* begin Provided records *

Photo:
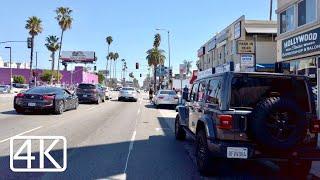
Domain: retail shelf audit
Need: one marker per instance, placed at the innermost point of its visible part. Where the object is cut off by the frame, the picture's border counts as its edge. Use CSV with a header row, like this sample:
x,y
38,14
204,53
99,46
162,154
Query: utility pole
x,y
270,15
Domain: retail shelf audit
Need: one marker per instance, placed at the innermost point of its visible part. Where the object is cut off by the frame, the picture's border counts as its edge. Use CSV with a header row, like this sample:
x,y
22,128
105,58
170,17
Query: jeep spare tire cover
x,y
277,123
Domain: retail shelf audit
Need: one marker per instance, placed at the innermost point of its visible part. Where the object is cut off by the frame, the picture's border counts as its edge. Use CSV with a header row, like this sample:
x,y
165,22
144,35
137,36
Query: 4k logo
x,y
22,159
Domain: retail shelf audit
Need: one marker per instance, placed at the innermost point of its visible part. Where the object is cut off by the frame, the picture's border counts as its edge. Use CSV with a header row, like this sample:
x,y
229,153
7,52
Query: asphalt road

* end Provided records *

• _Task objective_: Extract the text of every item above verbatim, omitting the pictures from your reply.

• _Answer in full_:
Photo:
Domain: retail shelf audit
Need: one marker per instance, placed at the innermost point of its visible part. Where the object is cut off by the frame, the picture's border counts as its edge. Use CSV with a header row, like this sample:
x,y
38,14
204,53
99,46
162,154
Query: utility pole
x,y
270,15
Domain: retail shelf audit
Need: one marker per instance, placed at the innermost point of its visible part. Where the object is cut off by the frame, the picture's border counts as its edge. Use CSV with a header row, like this sample:
x,y
22,128
105,58
170,17
Query: jeep spare tire cover
x,y
277,123
Domain: retail shelf audit
Need: one marker per instance, placed at the innermost point of its visible part. Where the object is cut off by the frame, the picture's border counts as its edge. Use CSV with a header row, like this sample:
x,y
165,22
144,35
137,36
Query: 4k logo
x,y
22,159
Domain: retail shelf audit
Need: one marker per instance, placed at the innermost point of its visible part. Where the object is cut off by the frame, the picture's border counts as its edge. Use CSV with a header row, like this sample:
x,y
229,153
7,52
Query: asphalt road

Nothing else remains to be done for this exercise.